START Document segment

Opeth—not to be confused with competitor Oprah—is a syndicated daytime talk show aimed at women of a certain age. Like Oprah, Opeth often alternates between being incredibly heavy and incredibly light at regular intervals.
Opeth is hosted by Mikael Åkerfeldt, who is known for his sense of humor, brooding personality, and dreamy Swedish accent. Though Åkerfeldt is the host of the show, Opeth is equally noted for its collection of regular guests, which have included anxiety sufferer Martin Lopez, relationship expert Per Wiberg, and self-help guru and professional lanky Englishman Steven Wilson.
Over its twenty years of broadcast, Opeth has had a massive impact on popular culture, with regular segments like the Opeth Record Club influencing the sales of obscure 1970s progressive rock albums considerably.
Mikael Åkerfeldt was born to a family of modest means in a suburb of Stockholm, Sweden. The young Åkerfeldt’s childhood was full of hardship and trauma: at the age of nine, for instance, he was forced to listen to a Gorgoroth song. Early experiences like this had a profound impact on Åkerfeldt, and would come to shape his later life.
In the autumn of 1990, Åkerfeldt was invited by musician David Isberg to join a burgeoning project of his, Opeth. Isberg had initially conceived Opeth to be a melodic death metal band, but, with Isberg’s eventual departure, the project was left entirely in Åkerfeldt’s hands. Under Åkerfeldt, Opeth would evolve from a death metal act into an increasingly soft and progressive band, eventually ending its evolution as a women’s daytime talk show.
Though this drastic change of format was initially met with criticism and bewilderment—indeed, nothing this bewildering had been attempted in the annals of Progressive Metal since Tool attempted to be less bewildering—Opeth eventually rose to the top of syndicated daytime TV, a position it holds to this day.
Each episode of Opeth is an hour long, and usually focuses on one topic, like death, damnation, deliverance, ghosts, love, death, or death. Though each episode is typically unified on a conceptual level, the tone of each individual program usually flits wildly between extreme morosity and extreme joviality; in any given Opeth episode, the studio audience—as well as the viewers at home—can be treated to anything from depressing and often spiritual personal anecdotes to free designer handbags to safety tips around the home, all within the space of an hour. Åkerfeldt and company often bridge these two extremes with either acoustic guitar passages and mysterious whispering, or by simply cutting to commercial breaks.

END Document segment

Name each regular guest the piece on Opeth mentions, along with the description it gives each one. The material after this point comes from a separate source and is unrelated to the piece on Opeth.

START Dataset rows

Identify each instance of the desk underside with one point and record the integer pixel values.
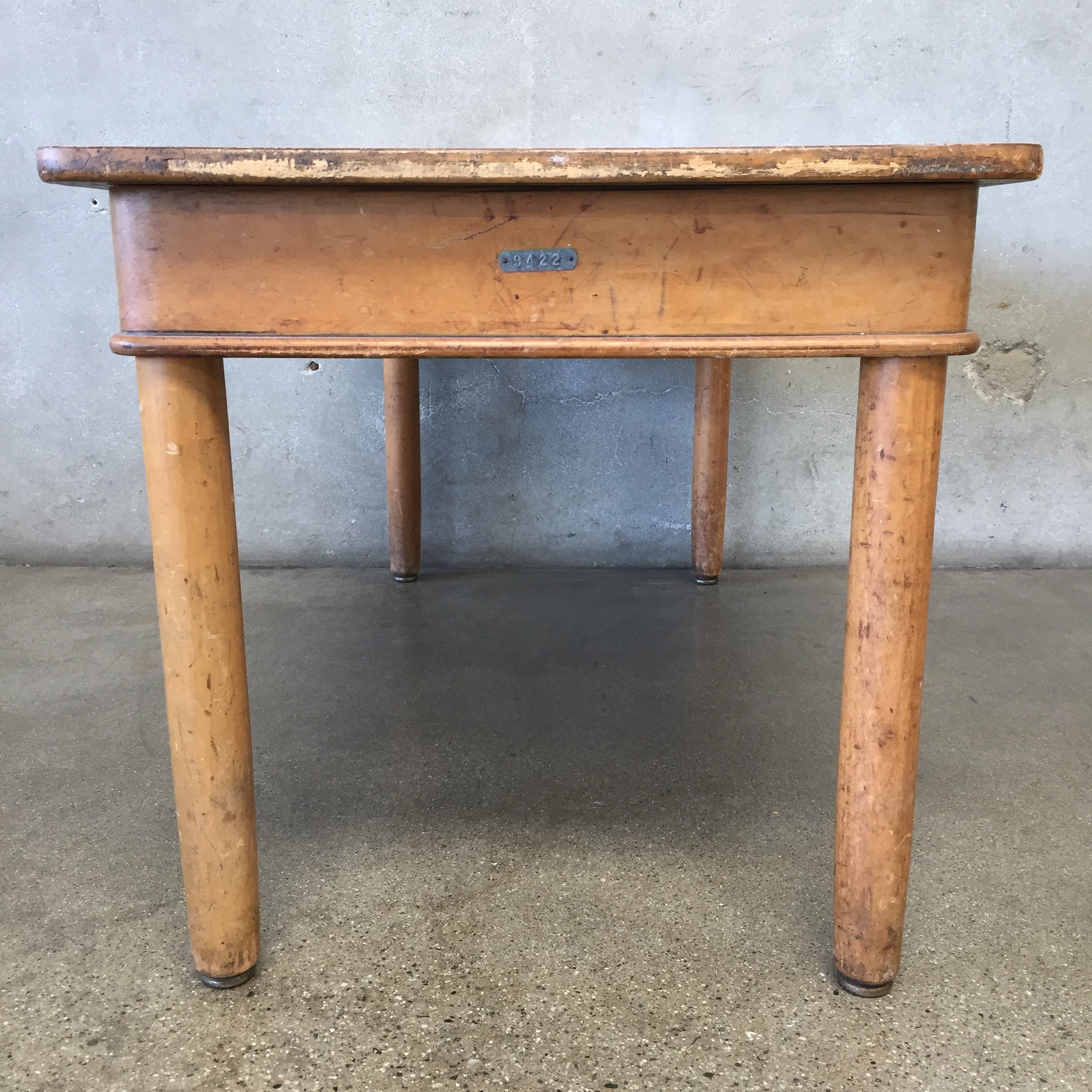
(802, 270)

END Dataset rows
START Dataset rows

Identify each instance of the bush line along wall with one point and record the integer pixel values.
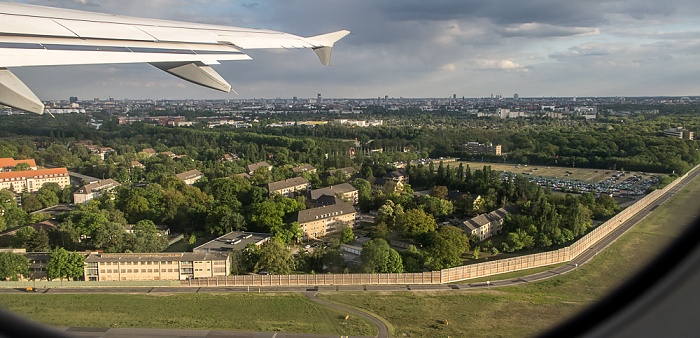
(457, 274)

END Dataset rows

#### [Reply]
- Martin Lopez: anxiety sufferer
- Per Wiberg: relationship expert
- Steven Wilson: self-help guru and professional lanky Englishman